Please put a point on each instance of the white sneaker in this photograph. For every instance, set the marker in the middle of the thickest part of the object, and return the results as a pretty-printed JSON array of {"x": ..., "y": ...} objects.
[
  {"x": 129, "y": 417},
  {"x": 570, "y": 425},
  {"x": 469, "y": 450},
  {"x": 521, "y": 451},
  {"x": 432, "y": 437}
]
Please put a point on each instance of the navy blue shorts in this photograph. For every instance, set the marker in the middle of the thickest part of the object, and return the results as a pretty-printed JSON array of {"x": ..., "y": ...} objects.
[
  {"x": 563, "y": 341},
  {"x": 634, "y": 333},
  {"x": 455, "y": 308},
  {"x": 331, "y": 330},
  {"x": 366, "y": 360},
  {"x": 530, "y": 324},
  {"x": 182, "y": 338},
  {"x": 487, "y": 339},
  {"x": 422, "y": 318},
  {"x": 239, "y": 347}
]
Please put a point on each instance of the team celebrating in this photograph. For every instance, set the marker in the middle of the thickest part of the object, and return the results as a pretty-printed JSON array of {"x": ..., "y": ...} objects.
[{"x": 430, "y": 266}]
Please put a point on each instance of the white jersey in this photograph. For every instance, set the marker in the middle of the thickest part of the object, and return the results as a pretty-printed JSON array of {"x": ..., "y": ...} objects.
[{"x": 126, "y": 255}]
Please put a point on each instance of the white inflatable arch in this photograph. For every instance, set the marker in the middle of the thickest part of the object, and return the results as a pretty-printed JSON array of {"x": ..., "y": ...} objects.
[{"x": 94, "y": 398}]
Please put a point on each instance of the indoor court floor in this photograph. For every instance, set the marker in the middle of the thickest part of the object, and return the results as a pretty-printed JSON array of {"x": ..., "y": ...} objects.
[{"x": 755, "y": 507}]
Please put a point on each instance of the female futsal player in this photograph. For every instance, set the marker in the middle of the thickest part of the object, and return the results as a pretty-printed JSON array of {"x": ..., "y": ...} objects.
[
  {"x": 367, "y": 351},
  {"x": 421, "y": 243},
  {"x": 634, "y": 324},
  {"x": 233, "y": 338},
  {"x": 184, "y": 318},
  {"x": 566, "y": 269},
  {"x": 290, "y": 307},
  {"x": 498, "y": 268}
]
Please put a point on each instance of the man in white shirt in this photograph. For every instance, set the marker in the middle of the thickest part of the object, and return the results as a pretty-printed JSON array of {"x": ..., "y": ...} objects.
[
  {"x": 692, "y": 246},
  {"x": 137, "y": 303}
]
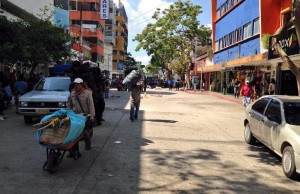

____________________

## What to do
Retype every record above exactly as written, but leave out the pictures.

## Response area
Please put a point on each instance of the white sneaker in this photograph. For every instance, set the marker in the middle of the thickest part of the object, and return the results as a pretty-printed JSON array of {"x": ..., "y": ...} objects.
[
  {"x": 129, "y": 417},
  {"x": 570, "y": 425},
  {"x": 469, "y": 450},
  {"x": 521, "y": 451},
  {"x": 432, "y": 437}
]
Please put a point on each instance of the navy blue shorts in this photograph. For every instance, set the marker in the middle of the thickest part of the object, and return the results as a pretty-printed JSON array of {"x": ..., "y": ...} objects.
[
  {"x": 563, "y": 341},
  {"x": 634, "y": 333},
  {"x": 455, "y": 308},
  {"x": 331, "y": 330},
  {"x": 366, "y": 360},
  {"x": 530, "y": 324},
  {"x": 182, "y": 338},
  {"x": 487, "y": 339},
  {"x": 422, "y": 318},
  {"x": 239, "y": 347}
]
Please put a point on each instance of the team celebrating in this photograph. For every instance, set the marker in the middle of the thickest part of the object, and return the results as a pretty-printed JSON array of {"x": ..., "y": ...} objects.
[{"x": 430, "y": 266}]
Please put a point on each instance of the white jersey in this photograph. For every instance, set the marker in the middle of the thickest part of the object, and return the results as a pretty-printed JSON array of {"x": ..., "y": ...} objects.
[{"x": 126, "y": 255}]
Please put a point on each instance of the white inflatable arch in this photograph. For every instance, set the marker in the middle of the thickest part of the object, and return the results as a pretty-printed JSON array of {"x": ..., "y": ...} objects.
[{"x": 94, "y": 398}]
Please put a point on each instance of the indoor court floor in this photograph. For every instance, set the marker in the middle of the thickest part of the object, and return the results as a pretty-printed JSON array of {"x": ..., "y": ...} objects.
[{"x": 755, "y": 507}]
Please put a point on each instance of the female futsal player in this photograph. For every instance, set the marker in the middle of the thickest part of the object, and return the results as a pretty-printed JSON array of {"x": ..., "y": ...} objects.
[
  {"x": 367, "y": 351},
  {"x": 421, "y": 243},
  {"x": 634, "y": 324},
  {"x": 233, "y": 338},
  {"x": 184, "y": 318},
  {"x": 566, "y": 269},
  {"x": 290, "y": 307},
  {"x": 498, "y": 268}
]
Please put a point on each instance of the man in white shirt in this photograph. For every instance, set the marker in the middle of the thickest part of the object, and return the results as a pretty-printed JSON array of {"x": ..., "y": ...} objects.
[
  {"x": 692, "y": 246},
  {"x": 137, "y": 303}
]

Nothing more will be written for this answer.